- [Exercise description]: Leave out the pictures and print the records below exactly.

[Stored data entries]
═══
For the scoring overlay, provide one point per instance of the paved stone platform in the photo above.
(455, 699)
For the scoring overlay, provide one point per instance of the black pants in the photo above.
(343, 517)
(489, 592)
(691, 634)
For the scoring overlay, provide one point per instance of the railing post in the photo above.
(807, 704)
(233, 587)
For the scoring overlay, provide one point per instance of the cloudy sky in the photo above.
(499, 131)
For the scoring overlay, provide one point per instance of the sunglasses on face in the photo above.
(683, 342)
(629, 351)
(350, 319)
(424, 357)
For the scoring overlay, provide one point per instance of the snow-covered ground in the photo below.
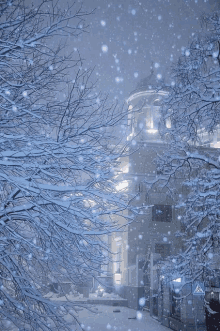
(72, 297)
(123, 319)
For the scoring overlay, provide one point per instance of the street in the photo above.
(118, 318)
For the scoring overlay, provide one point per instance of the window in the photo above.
(162, 213)
(162, 249)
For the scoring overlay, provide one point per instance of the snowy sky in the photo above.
(126, 36)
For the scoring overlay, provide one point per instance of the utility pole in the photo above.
(151, 282)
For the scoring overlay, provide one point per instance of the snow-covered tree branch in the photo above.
(193, 107)
(58, 162)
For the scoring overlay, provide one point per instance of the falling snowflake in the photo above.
(159, 76)
(139, 315)
(104, 48)
(119, 80)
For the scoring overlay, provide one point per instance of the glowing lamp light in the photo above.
(152, 131)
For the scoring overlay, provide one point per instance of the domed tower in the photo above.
(146, 100)
(150, 237)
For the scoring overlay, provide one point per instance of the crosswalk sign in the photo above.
(198, 289)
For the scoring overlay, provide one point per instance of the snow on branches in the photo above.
(193, 107)
(58, 161)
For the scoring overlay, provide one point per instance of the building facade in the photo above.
(142, 248)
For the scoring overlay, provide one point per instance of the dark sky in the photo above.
(126, 36)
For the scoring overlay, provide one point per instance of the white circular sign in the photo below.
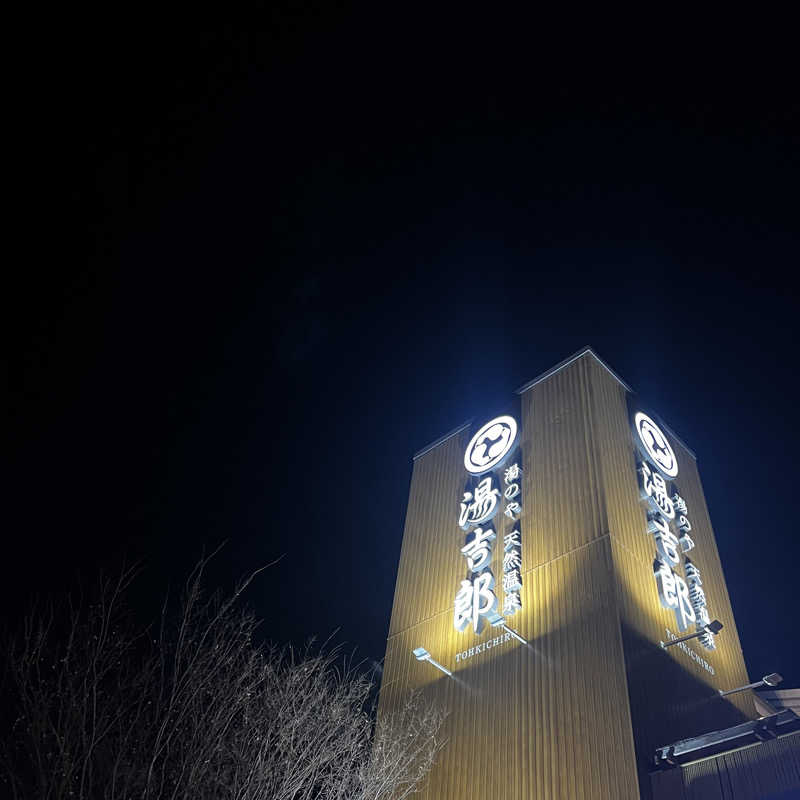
═══
- [Expected answer]:
For the scoring overlay, provide one point per instance of the paved stone platform in the photo above.
(455, 699)
For the scoring overlay, provide one point per instance of the black pants in the photo above.
(343, 517)
(489, 592)
(691, 634)
For the scoring overlay, provide one point per instance of the railing post in the photo above.
(807, 704)
(233, 587)
For the scoring overlay, provide one point per instance of the cloudy sky in the photo above.
(499, 131)
For the scoring overlay, provide one point per instance of the sunglasses on face in the photo above.
(683, 342)
(629, 351)
(350, 319)
(424, 357)
For the scoring overlay, provide one point per instance of the snow-covered ground in the photo below.
(72, 297)
(123, 319)
For the scoring overlay, provide one point per instance of the street in the photo above.
(118, 318)
For the scoring overlay, provide one point per instance of the window in the photo above.
(162, 213)
(162, 249)
For the scoring overlay, provide one point per instance of the snowy sky in the photo above.
(126, 36)
For the scoring overlay, provide one point per instance of the utility pole in the photo above.
(151, 282)
For the scoring overlay, provide one point per instance of the snow-covered tree branch in the photo above.
(193, 107)
(58, 162)
For the scoring overlay, provide one point per instance of the falling snowflake in the photo above.
(159, 76)
(139, 315)
(104, 48)
(119, 80)
For the scoring overlay, provide one point per instance of the glowing lamp light in the photo above.
(152, 131)
For the scoring overlay, provide one point per instance of the domed tower in the photo above.
(146, 100)
(150, 237)
For the scoring overlay, provide one point per instance of the crosswalk sign in the photo above.
(198, 289)
For the scoring overlay, provide one point per instance of the snow on branches in the photo above.
(193, 107)
(58, 161)
For the scoring overlay, provide one point per instance of the building facade in the photo above.
(142, 248)
For the scoring overlay, provide one point per instance of the dark sky in the photo above.
(126, 36)
For the scoring overlay, provide one point per instance of the white circular sign in the photo below.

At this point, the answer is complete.